■ INSTRUCTIONS TO FOLLOW: Pick up the article on the VAT threshold debate where it stops and keep writing it.

■ TEXT PASSAGE:
━━━━━━

Opening the second reading debate on the Value Added Tax (Amendment) Bill and other changes, Economic Development Deputy Minister Nishantha Jayaweera announced that the Government would retain the existing Rs. 60 million annual turnover threshold instead of proceeding with the reduction to Rs. 36 million proposed in the 2026 Budget.
The intension was net 10,000 businesses into the tax base.
“The economic recovery was beset by unforeseen events out of our control, Cyclone Ditwah and the Middle East war, which have negatively impacted businesses particularly SMEs who are facing considerable challenges,” Jayaweera told Parliament.
He said President and Finance Minister Anura Kumara Dissanayake and the Cabinet had decided against proceeding with the reduction, citing concerns that it would place additional pressure on smaller enterprises already facing difficult trading conditions.
The reversal means businesses with annual turnover between Rs. 36 million and Rs. 60 million will remain outside the VAT net. The measure had originally been intended to broaden the tax base and strengthen revenue mobilisation, a key objective of the Government’s fiscal reform agenda.
Jayaweera argued that the Government had already achieved significant improvements in tax compliance without altering the threshold.
According to him, the number of VAT files has increased from around 18,000 when the National People’s Power administration assumed office to more than 35,000 currently, with much of the growth coming through voluntary registration.
He encouraged businesses below the threshold to register voluntarily, arguing that VAT registration enables firms to recover input taxes paid to suppliers while facilitating transactions with larger businesses that require VAT documentation.
The Government, he said, remained committed to expanding the tax base over time as part of a broader effort to create a simpler and more credible tax system capable of supporting lower rates in the future.
The announcement of suspending the VAT threshold reduction was met with raucous protest from the Opposition ranks.
Committee on Public Finance (CoPF) Chairman Dr. Harsha de Silva objected that Parliament was being asked to debate provisions that differed materially from those previously considered by the committee.
“You are now bringing something different to Parliament which goes against the established traditions of this House,” he said.
De Silva stressed that he was not opposing the decision to retain the higher threshold. Rather, he argued that changes to legislation examined by CoPF should be referred back to the committee before being taken up by Parliament.
“If you wish to proceed, then suspend the Standing Orders and present a separate motion. If not, why have CoPF and other committees? You might as well do away with them,” he said.
The intervention prompted a sharp response from Government MP Lakmali Hemachandra, who challenged what she characterised as an expansive interpretation of CoPF’s authority.
Hemachandra argued that Parliamentary committees are empowered to scrutinise and make recommendations, but do not possess approval powers over legislation or Government policy.

━━━━━━

Items from a point labeling set
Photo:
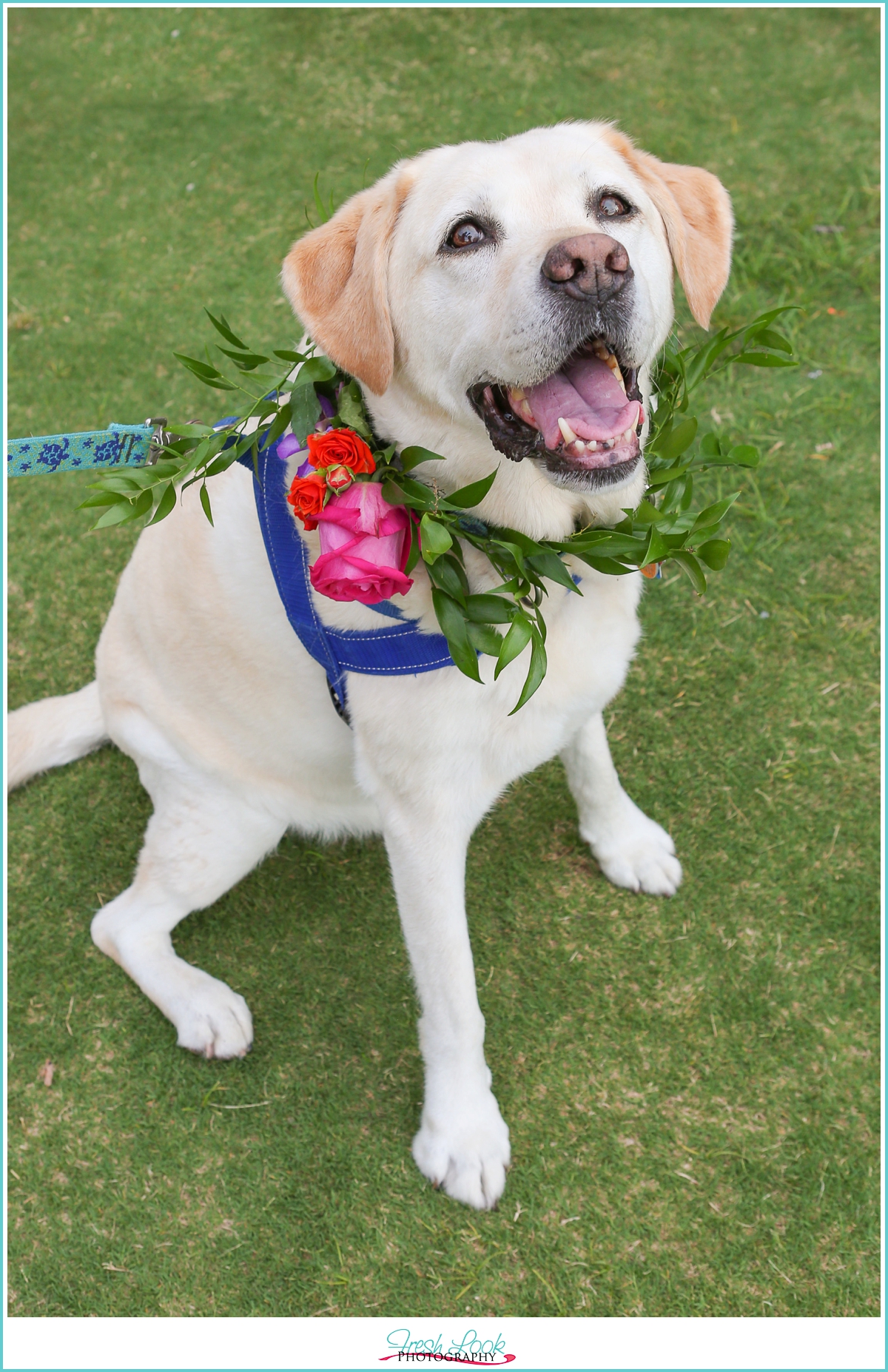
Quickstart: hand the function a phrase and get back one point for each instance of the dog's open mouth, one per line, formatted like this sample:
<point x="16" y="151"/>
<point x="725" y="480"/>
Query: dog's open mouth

━━━━━━

■ FINAL RESULT:
“There is no standing order saying that the Public Finance Committee has to approve any motion coming to Parliament. There is no such standing order saying that the Public Finance Committee has to approve,” she said.
She maintained that while CoPF plays an important oversight role, the authority to approve or reject legislative proposals ultimately rests with Parliament itself.
“The Public Finance Committee can make recommendations. The Chairman of the Committee can very well make recommendations, but there is no requirement of approval. Parliament is a body with public finance control. Parliament will approve. If Parliament approves, it will go forward,” Hemachandra said.
When de Silva argued that her position undermined Parliamentary traditions, Hemachandra rejected the suggestion and insisted she was not questioning the relevance of Parliamentary committees.
“I am not saying that the Public Finance Committee has nothing to do in Parliament. Any committee in Parliament can make recommendations, but the power to approve lies with Parliament. The Committee cannot approve or disapprove anything that comes into Parliament,” she said.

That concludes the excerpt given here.